WORK REQUIRED: Put the part of the records that opens with the line containing "Locate the whipped" and runs through the end of the records, both ends included, into a numbered list, leaving out any blank lines.

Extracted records
◆ ◆ ◆

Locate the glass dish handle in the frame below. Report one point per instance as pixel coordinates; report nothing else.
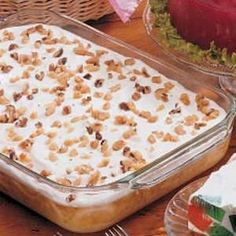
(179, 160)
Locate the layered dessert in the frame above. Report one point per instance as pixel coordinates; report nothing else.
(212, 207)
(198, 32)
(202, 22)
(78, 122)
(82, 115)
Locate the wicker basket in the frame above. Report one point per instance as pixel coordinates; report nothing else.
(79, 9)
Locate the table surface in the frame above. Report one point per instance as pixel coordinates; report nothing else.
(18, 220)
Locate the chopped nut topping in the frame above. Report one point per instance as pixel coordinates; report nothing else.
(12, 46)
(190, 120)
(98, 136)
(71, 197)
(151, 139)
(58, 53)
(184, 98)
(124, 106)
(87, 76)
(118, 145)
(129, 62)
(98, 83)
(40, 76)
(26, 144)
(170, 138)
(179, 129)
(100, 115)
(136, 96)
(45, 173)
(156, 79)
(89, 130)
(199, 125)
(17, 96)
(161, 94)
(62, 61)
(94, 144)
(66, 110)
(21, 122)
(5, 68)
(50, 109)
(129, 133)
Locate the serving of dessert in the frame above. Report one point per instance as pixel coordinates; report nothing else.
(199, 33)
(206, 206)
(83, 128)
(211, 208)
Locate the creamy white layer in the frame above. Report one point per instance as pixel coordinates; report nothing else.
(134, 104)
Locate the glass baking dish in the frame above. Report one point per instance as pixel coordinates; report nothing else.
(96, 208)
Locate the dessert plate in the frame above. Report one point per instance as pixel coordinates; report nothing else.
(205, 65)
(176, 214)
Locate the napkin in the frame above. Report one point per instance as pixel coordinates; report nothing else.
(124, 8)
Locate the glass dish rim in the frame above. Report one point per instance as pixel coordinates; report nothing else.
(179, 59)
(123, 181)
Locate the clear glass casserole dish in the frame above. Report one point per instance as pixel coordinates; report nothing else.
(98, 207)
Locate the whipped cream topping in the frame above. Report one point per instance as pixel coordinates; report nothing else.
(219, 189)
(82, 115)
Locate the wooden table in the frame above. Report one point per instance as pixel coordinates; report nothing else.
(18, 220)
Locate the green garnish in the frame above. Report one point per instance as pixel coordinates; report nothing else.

◆ ◆ ◆

SOLUTION TO THIS TASK:
1. Locate the whipped cream topping in the frame above. Report one point per instance as pixel coordinates; report nothing else.
2. (219, 189)
3. (82, 115)
4. Locate the wooden table in the frame above. Report one point per instance as pixel coordinates; report nothing else.
5. (18, 220)
6. Locate the green garnish in the frame above. Report one point per instance as pixel coordinates; report nothing else.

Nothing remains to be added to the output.